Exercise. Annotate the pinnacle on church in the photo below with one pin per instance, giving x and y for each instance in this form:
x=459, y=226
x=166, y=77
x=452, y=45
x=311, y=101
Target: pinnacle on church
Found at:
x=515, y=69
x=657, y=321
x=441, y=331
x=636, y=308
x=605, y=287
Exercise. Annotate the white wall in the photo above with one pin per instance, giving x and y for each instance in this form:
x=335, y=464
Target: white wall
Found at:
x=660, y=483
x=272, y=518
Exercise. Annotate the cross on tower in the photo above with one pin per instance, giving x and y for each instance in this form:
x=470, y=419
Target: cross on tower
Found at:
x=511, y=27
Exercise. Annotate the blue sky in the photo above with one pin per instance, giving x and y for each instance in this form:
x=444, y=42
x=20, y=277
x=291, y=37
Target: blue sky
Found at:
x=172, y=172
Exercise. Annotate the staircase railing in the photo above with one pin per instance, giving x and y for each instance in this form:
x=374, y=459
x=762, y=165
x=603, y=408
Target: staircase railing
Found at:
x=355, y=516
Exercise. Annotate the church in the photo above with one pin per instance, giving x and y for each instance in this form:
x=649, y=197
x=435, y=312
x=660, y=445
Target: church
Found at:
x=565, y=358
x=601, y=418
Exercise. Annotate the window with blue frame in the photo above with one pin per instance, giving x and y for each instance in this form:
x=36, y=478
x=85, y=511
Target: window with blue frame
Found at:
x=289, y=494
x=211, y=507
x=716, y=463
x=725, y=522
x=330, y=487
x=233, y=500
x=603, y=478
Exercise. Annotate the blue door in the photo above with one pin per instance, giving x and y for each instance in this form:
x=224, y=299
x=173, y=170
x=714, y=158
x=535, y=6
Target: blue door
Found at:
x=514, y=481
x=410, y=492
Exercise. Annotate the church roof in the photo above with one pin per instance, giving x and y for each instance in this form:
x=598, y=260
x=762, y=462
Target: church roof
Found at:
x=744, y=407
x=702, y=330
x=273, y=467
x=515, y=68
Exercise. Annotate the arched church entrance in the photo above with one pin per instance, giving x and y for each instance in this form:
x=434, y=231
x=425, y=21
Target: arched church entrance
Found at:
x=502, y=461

* _Work to complete_
Recast every line of the entries above as a Markdown table with two columns, "No." and "Line," numbering the rows in order and omitting any blank lines.

* _Written answer_
| No. | Line |
|---|---|
| 1 | Exercise. Annotate the pinnacle on church in the photo below with one pin per instance, giving x and y for each instance in this form: |
| 2 | x=459, y=226 |
| 3 | x=166, y=77 |
| 4 | x=452, y=45 |
| 5 | x=311, y=101 |
| 6 | Target: pinnacle on church |
| 7 | Found at: |
| 8 | x=515, y=69 |
| 9 | x=657, y=321 |
| 10 | x=441, y=331 |
| 11 | x=636, y=308 |
| 12 | x=605, y=287 |
| 13 | Exercise. Annotate the white wall in the photo above with one pin per instance, giving x and y for each instance in this form: |
| 14 | x=335, y=464 |
| 15 | Target: white wall |
| 16 | Found at: |
| 17 | x=660, y=483 |
| 18 | x=272, y=518 |
| 19 | Exercise. Annotate the cross on tower in the photo above with one pin per instance, giving x and y for each instance in this form: |
| 20 | x=470, y=419 |
| 21 | Target: cross on tower |
| 22 | Found at: |
| 23 | x=511, y=27 |
| 24 | Exercise. Annotate the blue sky in the photo above with one pin per instance, giving x and y for each instance in this form: |
| 25 | x=444, y=42 |
| 26 | x=20, y=277 |
| 27 | x=291, y=37 |
| 28 | Target: blue sky |
| 29 | Found at: |
| 30 | x=172, y=172 |
| 31 | Exercise. Annotate the staircase railing in the photo above with one pin per instance, giving x and y for each instance in this form: |
| 32 | x=374, y=459 |
| 33 | x=762, y=165 |
| 34 | x=603, y=408 |
| 35 | Target: staircase railing |
| 36 | Found at: |
| 37 | x=355, y=516 |
| 38 | Exercise. Annotate the church in the photo above with one pin per instance, giving x and y for each instance in this form: |
| 39 | x=649, y=197 |
| 40 | x=435, y=312 |
| 41 | x=660, y=445 |
| 42 | Target: church |
| 43 | Found at: |
| 44 | x=565, y=358 |
| 45 | x=601, y=418 |
| 46 | Exercise. Annotate the window with blue frame in the photo above with one pin per instance, giving x and y for each instance in this form: |
| 47 | x=36, y=478 |
| 48 | x=85, y=511 |
| 49 | Target: window with blue frame |
| 50 | Found at: |
| 51 | x=289, y=494 |
| 52 | x=211, y=507 |
| 53 | x=716, y=463 |
| 54 | x=725, y=522 |
| 55 | x=330, y=487 |
| 56 | x=233, y=500 |
| 57 | x=603, y=478 |
| 58 | Exercise. Annotate the blue door in the photo above with one pin per instance, giving x and y for each instance in this form: |
| 59 | x=224, y=299 |
| 60 | x=173, y=170 |
| 61 | x=714, y=158 |
| 62 | x=535, y=6 |
| 63 | Target: blue door |
| 64 | Found at: |
| 65 | x=514, y=481 |
| 66 | x=410, y=492 |
| 67 | Exercise. Annotate the church roof in the photo above with one pin per instance, giving x and y for each instance in this form: |
| 68 | x=598, y=260 |
| 69 | x=762, y=462 |
| 70 | Target: church roof |
| 71 | Found at: |
| 72 | x=744, y=407 |
| 73 | x=702, y=330 |
| 74 | x=273, y=467 |
| 75 | x=515, y=68 |
| 76 | Exercise. Annotate the arched church entrance in the photo above with one pin per instance, giving x and y for each instance in this form: |
| 77 | x=434, y=231 |
| 78 | x=425, y=21 |
| 79 | Target: arched church entrance |
| 80 | Found at: |
| 81 | x=502, y=461 |